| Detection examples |
....
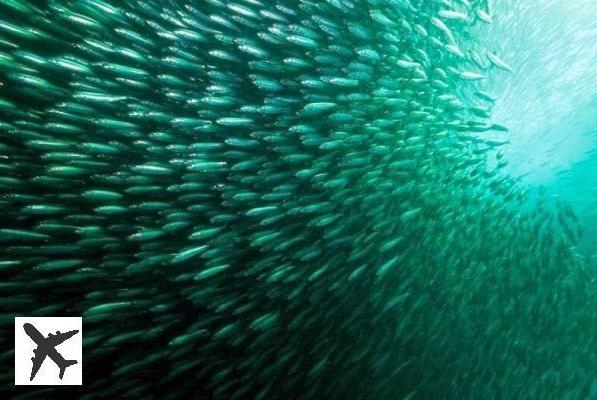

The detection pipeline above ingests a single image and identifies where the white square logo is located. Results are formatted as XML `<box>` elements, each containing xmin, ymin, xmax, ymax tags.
<box><xmin>15</xmin><ymin>317</ymin><xmax>83</xmax><ymax>385</ymax></box>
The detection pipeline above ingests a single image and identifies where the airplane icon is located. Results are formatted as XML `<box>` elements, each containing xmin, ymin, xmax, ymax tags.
<box><xmin>23</xmin><ymin>323</ymin><xmax>79</xmax><ymax>381</ymax></box>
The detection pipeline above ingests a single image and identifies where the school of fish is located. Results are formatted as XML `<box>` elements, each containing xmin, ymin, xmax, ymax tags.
<box><xmin>0</xmin><ymin>0</ymin><xmax>597</xmax><ymax>400</ymax></box>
....
| What the exercise asks |
Copy every one of the lines above word for word, leaving out the pictures.

| Completed task |
The detection pipeline above ingests a single image and identifies where the white square logo is located. Results are formatted as XML `<box>` elements, each containing xmin, ymin, xmax, ymax tags.
<box><xmin>15</xmin><ymin>317</ymin><xmax>83</xmax><ymax>385</ymax></box>
The detection pipeline above ingests a single image and identifies where the airplane icon is located. Results are formatted as XML `<box>` elements, each containing xmin, ymin, xmax, ymax tags.
<box><xmin>23</xmin><ymin>323</ymin><xmax>79</xmax><ymax>381</ymax></box>
The detection pipeline above ingests a single image and identifies where the school of fish is located. Results are formatted as XML `<box>` elements, each containing xmin, ymin, xmax, ymax tags.
<box><xmin>0</xmin><ymin>0</ymin><xmax>597</xmax><ymax>400</ymax></box>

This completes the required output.